Image object location entries:
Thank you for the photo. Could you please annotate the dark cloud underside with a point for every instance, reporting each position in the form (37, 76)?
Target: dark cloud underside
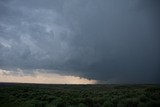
(104, 40)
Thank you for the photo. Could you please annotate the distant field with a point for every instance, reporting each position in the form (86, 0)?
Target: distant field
(39, 95)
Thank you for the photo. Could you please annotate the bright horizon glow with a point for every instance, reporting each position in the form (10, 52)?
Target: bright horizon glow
(44, 78)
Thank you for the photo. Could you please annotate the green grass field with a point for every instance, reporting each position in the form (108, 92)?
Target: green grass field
(39, 95)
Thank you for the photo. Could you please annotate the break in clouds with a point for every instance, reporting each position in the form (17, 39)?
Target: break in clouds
(115, 41)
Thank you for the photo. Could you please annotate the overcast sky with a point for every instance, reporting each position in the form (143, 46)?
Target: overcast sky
(108, 40)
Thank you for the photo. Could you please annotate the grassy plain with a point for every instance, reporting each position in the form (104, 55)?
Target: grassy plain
(42, 95)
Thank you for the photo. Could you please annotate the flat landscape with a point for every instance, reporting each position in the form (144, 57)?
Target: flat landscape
(49, 95)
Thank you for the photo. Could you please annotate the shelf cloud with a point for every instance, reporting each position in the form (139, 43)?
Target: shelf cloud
(114, 41)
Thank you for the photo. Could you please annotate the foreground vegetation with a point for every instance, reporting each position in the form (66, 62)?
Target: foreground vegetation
(38, 95)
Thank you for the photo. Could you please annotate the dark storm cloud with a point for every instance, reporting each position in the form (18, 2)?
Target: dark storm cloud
(104, 40)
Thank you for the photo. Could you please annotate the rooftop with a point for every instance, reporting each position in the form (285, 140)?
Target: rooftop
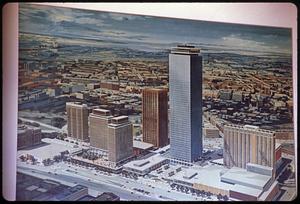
(185, 49)
(242, 176)
(145, 164)
(141, 145)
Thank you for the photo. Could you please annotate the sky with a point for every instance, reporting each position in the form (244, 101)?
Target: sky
(107, 26)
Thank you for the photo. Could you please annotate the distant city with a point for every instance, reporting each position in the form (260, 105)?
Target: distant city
(108, 111)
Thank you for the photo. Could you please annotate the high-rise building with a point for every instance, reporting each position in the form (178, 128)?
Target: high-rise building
(185, 94)
(98, 128)
(77, 120)
(120, 140)
(248, 144)
(155, 116)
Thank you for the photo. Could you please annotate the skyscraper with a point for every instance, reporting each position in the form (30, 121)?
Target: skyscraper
(77, 114)
(185, 86)
(248, 144)
(155, 116)
(120, 140)
(98, 130)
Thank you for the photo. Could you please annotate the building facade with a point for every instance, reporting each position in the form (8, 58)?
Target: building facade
(185, 86)
(120, 140)
(77, 115)
(248, 144)
(155, 116)
(28, 137)
(98, 128)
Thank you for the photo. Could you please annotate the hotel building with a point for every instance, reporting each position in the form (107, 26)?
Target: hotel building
(185, 93)
(155, 116)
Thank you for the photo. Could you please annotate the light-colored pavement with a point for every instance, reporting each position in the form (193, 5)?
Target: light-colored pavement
(98, 186)
(124, 187)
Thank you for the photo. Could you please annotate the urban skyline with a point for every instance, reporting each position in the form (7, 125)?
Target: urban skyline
(114, 107)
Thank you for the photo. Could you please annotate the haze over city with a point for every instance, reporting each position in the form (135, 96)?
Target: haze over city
(131, 107)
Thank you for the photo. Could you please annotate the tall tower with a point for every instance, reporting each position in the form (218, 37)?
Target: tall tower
(77, 120)
(120, 140)
(155, 116)
(185, 86)
(98, 130)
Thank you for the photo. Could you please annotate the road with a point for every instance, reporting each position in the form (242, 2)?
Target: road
(42, 124)
(117, 184)
(95, 185)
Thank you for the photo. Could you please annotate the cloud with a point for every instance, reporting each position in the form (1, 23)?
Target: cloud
(91, 21)
(124, 17)
(235, 40)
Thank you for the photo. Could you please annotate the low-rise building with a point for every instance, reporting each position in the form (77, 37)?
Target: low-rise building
(28, 137)
(144, 166)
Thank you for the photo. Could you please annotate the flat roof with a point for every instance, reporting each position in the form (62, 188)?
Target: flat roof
(141, 145)
(242, 176)
(247, 190)
(208, 175)
(149, 162)
(120, 117)
(260, 166)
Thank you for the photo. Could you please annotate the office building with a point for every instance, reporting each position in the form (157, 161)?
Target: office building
(248, 144)
(120, 140)
(185, 86)
(77, 114)
(98, 128)
(155, 116)
(28, 137)
(225, 94)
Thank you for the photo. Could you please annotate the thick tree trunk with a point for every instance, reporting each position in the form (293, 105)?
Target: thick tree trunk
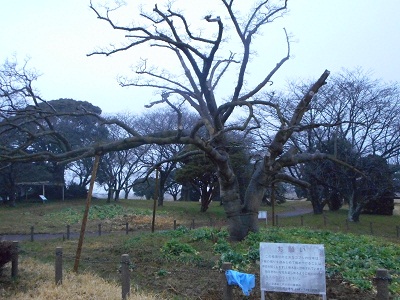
(242, 219)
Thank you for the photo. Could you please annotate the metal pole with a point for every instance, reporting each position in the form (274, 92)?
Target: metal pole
(86, 213)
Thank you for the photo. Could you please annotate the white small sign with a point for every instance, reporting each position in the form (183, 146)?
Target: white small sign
(292, 268)
(262, 215)
(43, 198)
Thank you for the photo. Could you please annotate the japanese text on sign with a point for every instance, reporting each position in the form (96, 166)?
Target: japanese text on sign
(292, 268)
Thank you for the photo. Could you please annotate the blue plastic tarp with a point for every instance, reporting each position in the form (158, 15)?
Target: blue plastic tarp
(245, 281)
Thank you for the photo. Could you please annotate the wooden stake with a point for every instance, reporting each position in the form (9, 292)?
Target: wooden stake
(86, 213)
(155, 202)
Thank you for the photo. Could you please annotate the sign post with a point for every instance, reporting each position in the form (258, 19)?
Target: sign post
(263, 215)
(292, 268)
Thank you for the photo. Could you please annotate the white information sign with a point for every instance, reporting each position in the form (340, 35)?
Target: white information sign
(262, 215)
(292, 268)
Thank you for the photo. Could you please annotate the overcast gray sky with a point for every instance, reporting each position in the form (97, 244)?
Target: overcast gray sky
(327, 34)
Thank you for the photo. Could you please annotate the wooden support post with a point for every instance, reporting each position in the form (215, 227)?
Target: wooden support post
(14, 259)
(228, 289)
(86, 213)
(125, 276)
(58, 268)
(155, 201)
(32, 233)
(68, 231)
(382, 280)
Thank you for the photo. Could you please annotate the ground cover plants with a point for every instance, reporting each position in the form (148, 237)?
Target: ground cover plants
(185, 263)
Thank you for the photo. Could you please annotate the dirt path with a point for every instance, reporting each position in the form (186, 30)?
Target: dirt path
(295, 212)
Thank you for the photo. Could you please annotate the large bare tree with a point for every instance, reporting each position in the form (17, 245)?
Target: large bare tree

What needs to be done: Every line is to be duplicated exactly, though pictures stay out.

The result:
Thank you for the photo. Could you please annotate the dark cloud underside with a point for every instance, reporting each position in the form (37, 76)?
Target: dark cloud underside
(104, 40)
Thank you for the photo. Could you please annotate the distant field with a point for every instance, reporting each position in the form (86, 0)?
Target: distant field
(39, 95)
Thank you for the photo. Could you please annotate the bright horizon glow with a point for every instance, reporting each position in the form (10, 52)?
Target: bright horizon glow
(44, 78)
Thank you for the photo. Could you please annotate the green grass field with a point for every instance, reporting each position in the form (108, 92)?
Target: green grass field
(39, 95)
Thank you for the photo. Could you please annotate the break in clouds with a point for every instance, reporting each position in the form (17, 39)?
Target: break in clouds
(115, 41)
Thank you for the photo. Could you please annotate the overcast sky with a point for every instance, reporting each position in the form (143, 46)?
Target: overcast sky
(108, 40)
Thank you for the photo. Could you please annotate the grassy plain with a point for every instance, reporting each position in the form (104, 55)?
Target: grassy plain
(42, 95)
Thank you for the photo. Could you please annotate the flat landscape with a point for every instance, reporting each position in the form (144, 57)?
Target: flat landscape
(49, 95)
Thank you for the photo. Could you please annotate the shelf cloud with a point for every instance, reporting each position in the form (139, 43)?
Target: shelf cloud
(114, 41)
Thank you for the photo. Could you please annotate the foreground vegetation with a point for every instance, reporting each position in the form (66, 62)?
Target: foreground vegetation
(38, 95)
Thank you for the photo. Could you please annotate the dark storm cloud with a point for every instance, reporting each position in the form (18, 2)?
Target: dark storm cloud
(104, 40)
Thank you for the photo. Could you please annotate the rooftop with a point for every instance, reporting each position in the form (285, 140)?
Target: rooftop
(185, 49)
(242, 176)
(145, 164)
(141, 145)
Thank you for the photo. Could you please annotate the sky with a point for every instance, reporting each position in the form (244, 101)?
Target: sky
(107, 26)
Thank you for the photo. Could you please annotate the distant city with a point for every instance, reporting each position in the form (260, 105)?
Target: distant city
(108, 111)
Thank you for the photo. Could you please annotate the high-rise building with a point for every instance, reporting each position in the form (178, 128)?
Target: high-rise building
(185, 94)
(98, 128)
(77, 120)
(120, 140)
(248, 144)
(155, 116)
Thank you for the photo. Could you please annotate the skyscraper with a point for every instance, reporting each position in the form (30, 121)?
Target: skyscraper
(77, 114)
(185, 86)
(248, 144)
(155, 116)
(120, 140)
(98, 130)
Thank you for the photo. Could you please annotate the building facade with a point for every instance, reporting each position in the form (8, 58)?
Target: building facade
(185, 86)
(120, 140)
(77, 115)
(248, 144)
(155, 116)
(28, 137)
(98, 128)
Thank you for the photo. Could you please annotate the hotel building with a point for every instance, reporting each position in the form (107, 26)?
Target: hotel building
(185, 93)
(155, 116)
Thank you for the photo. Could you please annotate the light-colored pavement with a point for every instance, reporting each position in the form (193, 5)?
Target: light-colored pavement
(98, 186)
(124, 187)
Thank you for the photo. Could you please annotate the urban skyline with a point for every instance, reporting each position in the form (7, 125)?
Target: urban skyline
(114, 107)
Thank you for the photo. Could you please annotate the haze over city with a point for every instance, reporting each position in the form (135, 96)?
Target: haze over city
(131, 107)
Thank you for the photo. Could you please annotate the tall tower with a point for every instance, reporting each position in the form (218, 37)?
Target: tall tower
(77, 120)
(120, 140)
(155, 116)
(185, 86)
(98, 130)
Thank you for the photo. Could you please annotate the road with a point for every instance, reporting each position in the form (242, 2)?
Target: road
(42, 124)
(117, 184)
(95, 185)
Thank you for the photo. Could you please annotate the cloud with a point for every instance, reporting each position in the form (1, 23)?
Target: cloud
(91, 21)
(124, 17)
(235, 40)
Thank you for the photo. Could you please annotate the low-rise building with a point for every instance, reporting each position in the form (77, 37)?
Target: low-rise building
(28, 137)
(144, 166)
Thank you for the photo. Could you please annotate the flat roof with a point for every instance, reporting each position in the form (62, 188)?
Target: flat roof
(141, 145)
(242, 176)
(247, 190)
(208, 175)
(149, 162)
(120, 117)
(260, 166)
Thank you for the photo. Could you please annotate the office building with a point for every instance, reporting each position in the form (157, 161)?
Target: office building
(248, 144)
(120, 140)
(185, 86)
(77, 114)
(98, 128)
(155, 116)
(28, 137)
(225, 94)
Thank you for the photo. Could you please annotate the thick tree trunk with a point for every instance, reporting each position in the form (293, 105)?
Target: thick tree trunk
(242, 219)
Thank you for the photo. Could you please annotate the metal pole with a point for every instance, reporting each position in the form (274, 92)?
Target: metal pole
(86, 213)
Thank you for the photo. Could you please annotate the white small sign with a point for every instance, reporting each position in the form (183, 146)?
Target: white small sign
(292, 268)
(262, 215)
(43, 198)
Thank you for the photo. Could you please annotate the japanese text on sign with a point for every instance, reporting each position in the form (96, 166)?
Target: japanese text on sign
(292, 268)
Thank you for the photo. Could you please annotate the blue plastic tarp with a point for every instance, reporting each position in the form (158, 15)?
Target: blue plastic tarp
(245, 281)
Thank you for the photo. Could you please annotate the wooden stake with a point for every instance, reporting each position in the form (9, 292)?
Target: wooden stake
(86, 213)
(155, 202)
Thank you for the photo. Could you please annotate the sign post with a point for every instance, reporting each position in the form (258, 19)?
Target: sign post
(263, 215)
(292, 268)
Thank you for the photo. Could you please annotate the white information sign with a point for every instance, reporting each position in the form (340, 35)?
Target: white information sign
(262, 215)
(292, 268)
Thank you for the photo. Could you please annotate the overcast gray sky with a point for every instance, reporting each position in the form (97, 244)?
Target: overcast gray sky
(327, 34)
Thank you for the photo. Could you please annotate the wooden support post with a point for every instance, reporting each position in the form (215, 227)?
Target: wooden support post
(14, 259)
(228, 289)
(86, 213)
(125, 276)
(58, 268)
(155, 201)
(32, 233)
(68, 231)
(382, 280)
Thank you for the photo. Could you please annotate the ground cover plants with a point for every instance, reporting each position in the form (148, 237)?
Target: ground cover plants
(185, 263)
Thank you for the photo. Could you please annotate the dirt path with a point for every instance, reporting each position in the form (186, 30)?
Target: dirt path
(295, 212)
Thank you for the photo. Could you please annotate the large bare tree with a point for every instance, reporting each position in the form (17, 245)?
Target: large bare tree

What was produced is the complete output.